- **Recorded information**
______

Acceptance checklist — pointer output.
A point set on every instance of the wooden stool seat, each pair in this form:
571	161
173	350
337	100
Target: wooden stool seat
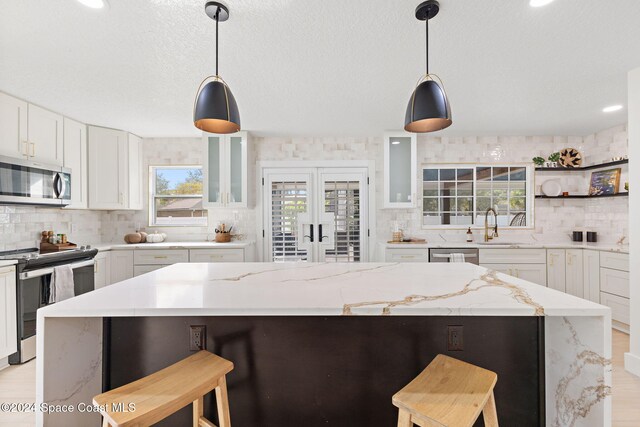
162	393
449	393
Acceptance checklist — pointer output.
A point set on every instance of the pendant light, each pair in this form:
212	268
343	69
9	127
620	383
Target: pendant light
428	109
215	109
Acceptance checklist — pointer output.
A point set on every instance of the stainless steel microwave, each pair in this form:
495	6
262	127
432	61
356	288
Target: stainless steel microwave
33	183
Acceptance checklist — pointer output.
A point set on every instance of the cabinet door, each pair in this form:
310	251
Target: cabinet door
108	153
121	265
13	127
213	172
236	170
575	273
556	269
135	173
45	136
8	326
400	163
591	275
216	255
101	269
75	158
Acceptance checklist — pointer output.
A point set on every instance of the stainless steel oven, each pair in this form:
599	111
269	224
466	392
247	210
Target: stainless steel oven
34	274
33	183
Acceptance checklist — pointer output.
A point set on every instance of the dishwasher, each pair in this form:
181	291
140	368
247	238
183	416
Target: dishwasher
444	254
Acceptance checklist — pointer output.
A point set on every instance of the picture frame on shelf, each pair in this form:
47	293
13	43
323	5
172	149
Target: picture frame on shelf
605	182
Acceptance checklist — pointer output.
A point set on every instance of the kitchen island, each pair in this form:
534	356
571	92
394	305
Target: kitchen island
318	344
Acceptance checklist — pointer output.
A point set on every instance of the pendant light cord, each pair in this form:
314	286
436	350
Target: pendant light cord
427	44
217	19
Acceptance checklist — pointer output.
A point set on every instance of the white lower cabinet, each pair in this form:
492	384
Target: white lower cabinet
8	325
556	269
121	265
216	255
575	273
591	274
406	255
535	273
143	269
101	269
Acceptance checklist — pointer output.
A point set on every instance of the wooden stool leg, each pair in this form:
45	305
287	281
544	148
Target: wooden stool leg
404	419
198	411
489	412
222	401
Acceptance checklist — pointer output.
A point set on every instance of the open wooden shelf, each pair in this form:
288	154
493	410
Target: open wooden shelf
585	168
582	196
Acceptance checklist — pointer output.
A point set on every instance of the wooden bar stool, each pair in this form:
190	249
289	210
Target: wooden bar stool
449	393
162	393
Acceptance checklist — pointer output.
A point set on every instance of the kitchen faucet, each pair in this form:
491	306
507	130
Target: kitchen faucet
488	237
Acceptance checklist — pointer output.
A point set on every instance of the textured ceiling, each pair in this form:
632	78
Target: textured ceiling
324	67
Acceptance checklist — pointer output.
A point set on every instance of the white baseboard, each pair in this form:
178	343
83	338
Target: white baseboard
632	363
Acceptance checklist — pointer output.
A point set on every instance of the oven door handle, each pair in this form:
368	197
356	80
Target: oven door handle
45	271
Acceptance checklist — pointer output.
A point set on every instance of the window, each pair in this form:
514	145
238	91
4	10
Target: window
460	195
176	196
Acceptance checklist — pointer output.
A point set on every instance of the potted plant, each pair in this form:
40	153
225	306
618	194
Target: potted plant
538	161
553	160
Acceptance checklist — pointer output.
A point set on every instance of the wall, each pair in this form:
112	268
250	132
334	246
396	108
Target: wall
554	218
20	226
632	358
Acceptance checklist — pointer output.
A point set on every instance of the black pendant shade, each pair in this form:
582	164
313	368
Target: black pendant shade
428	109
216	110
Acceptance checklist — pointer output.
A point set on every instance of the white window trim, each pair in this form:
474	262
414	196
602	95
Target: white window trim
530	185
152	196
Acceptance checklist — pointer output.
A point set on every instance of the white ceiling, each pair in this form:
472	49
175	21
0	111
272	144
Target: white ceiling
324	67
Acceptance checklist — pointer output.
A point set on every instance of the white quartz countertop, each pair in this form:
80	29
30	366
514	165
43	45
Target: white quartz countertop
323	289
6	263
497	244
170	245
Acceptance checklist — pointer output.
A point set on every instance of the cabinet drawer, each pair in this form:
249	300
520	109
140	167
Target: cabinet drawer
614	260
160	256
513	256
614	282
619	307
407	255
216	255
142	269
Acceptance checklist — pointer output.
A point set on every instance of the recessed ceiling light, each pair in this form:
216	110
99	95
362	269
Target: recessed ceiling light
612	108
94	4
539	3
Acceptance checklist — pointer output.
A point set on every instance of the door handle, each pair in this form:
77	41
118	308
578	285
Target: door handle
310	235
320	233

______

- **What is required**
Line for line, retype the material exactly, omitting any pictures.

- **Solution below**
Acceptance checklist — pointer output.
A point set on every instance of the wooden stool seat, each pair in this form:
571	161
173	350
337	100
Target: wooden stool seat
162	393
449	393
Acceptance checklist — pointer output.
A point set on every instance of the pendant light, each pair in this form:
212	268
343	69
9	127
620	383
Target: pendant light
428	109
215	109
Acceptance checklist — pointer output.
A point set on every instance of the stainless steel microwave, each pair in this form:
495	6
262	127
432	61
356	288
Target: stainless steel microwave
33	183
Acceptance checklist — pointer output.
A point set on every instance of the cabinet door, each pair in this form:
310	251
Target: cabinet door
108	153
121	265
13	127
213	172
236	170
575	273
556	269
135	173
45	136
8	326
400	163
591	275
216	255
101	269
75	158
Acceptance checklist — pointer output.
A point set on every instance of the stainless steel oven, each pair in this form:
599	111
269	224
466	392
247	210
Target: stainless steel oven
34	274
33	183
Acceptance checklist — pointer output.
A point set on every instance of the dishwasher, each pair in this form:
181	291
140	368
247	238
183	416
Target: dishwasher
444	254
Acceptance checklist — pointer output.
A point set on every instance of the picture frame on shelf, each pair in this form:
47	293
13	43
323	5
172	149
Target: picture frame on shelf
605	182
Acceptance checklist — pointer output.
A point set on every instance of the kitchen island, each pair in this form:
534	356
571	92
394	305
Target: kitchen island
318	344
Acceptance checklist — pointer output.
A point set on every instance of the pendant light cord, each pair in this form:
314	286
436	350
Target: pendant light cord
427	44
217	19
Acceptance checklist — pointer output.
A point set on every instance of the white lower cabinet, each pair in this form:
492	384
Target: white lower cabinet
8	325
556	269
121	265
216	255
575	273
591	274
406	255
535	273
143	269
101	269
Acceptance checklist — pointer output.
A point set on every instance of the wooden stool leg, each pair in this form:
45	305
287	281
544	148
Target: wooden stool leg
404	419
198	411
489	412
222	401
Acceptance checklist — pointer output.
A point set on every instance of the open wooden shelf, each pair in this form:
288	154
493	410
Target: open wooden shelf
585	168
582	196
Acceptance checklist — pointer output.
A point set on every instance of the wooden bar stool, each pair in this form:
190	249
289	210
Target: wooden bar stool
449	393
162	393
Acceptance checklist — pointer output.
A point set on every instance of the kitchen faucet, each pair in this form:
491	306
507	130
Target: kitchen faucet
488	237
Acceptance checklist — pointer output.
A point set on every instance of the textured ceiling, each pair in this form:
632	78
Target: textured ceiling
324	67
Acceptance checklist — pointer output.
A point set on every instance of the white baseboard, each pair in this form:
178	343
83	338
Target: white baseboard
632	363
Acceptance checklist — pointer output.
A point set on every instance of the oven door handle, each pair in this form:
368	197
356	80
Target: oven door handle
45	271
Acceptance checklist — pointer output.
A point set on every instance of the window, each pair in this form:
514	145
238	91
4	10
Target: window
460	195
176	196
Acceptance checklist — pointer output.
A point set on every instance of the potted plant, each pair in this form:
40	153
225	306
618	194
Target: potted plant
538	161
553	160
Acceptance checklist — pointer output.
A point set on every instance of the wall, each pair in this form:
112	268
250	132
334	246
396	108
Target: wall
554	218
20	226
632	358
Acceptance checklist — pointer output.
A point set on every instance of the black pendant shade, each pair in this form:
582	164
313	368
Target: black pendant shade
428	109
216	110
Acceptance checklist — pointer output.
A point set on every instance of the white window trim, each pair in this form:
474	262
414	196
602	95
Target: white window trim
530	185
152	196
Acceptance checklist — pointer output.
A point set on every instance of the white ceiling, each pair in this form:
472	49
175	21
0	111
272	144
Target: white ceiling
324	67
Acceptance checklist — pointer output.
A point set on every instance of the white quartz countertop, each pair in this form:
80	29
30	366
514	165
43	45
Target: white quartz countertop
323	289
6	263
497	244
170	245
Acceptance checklist — pointer output.
A point set on every instance of the cabinet drawer, each pair in this form:
249	300
520	109
140	167
Target: cabinet drawer
614	260
160	256
513	256
614	282
619	307
407	255
216	255
142	269
Acceptance checklist — pointer output.
A point set on every instance of the recessed ceiling light, each pair in this form:
216	110
99	95
362	269
Target: recessed ceiling light
612	108
94	4
539	3
Acceptance checklist — pointer output.
A point set on every instance of the door handle, each pair in this form:
77	41
118	308
578	285
Target: door handle
310	235
320	233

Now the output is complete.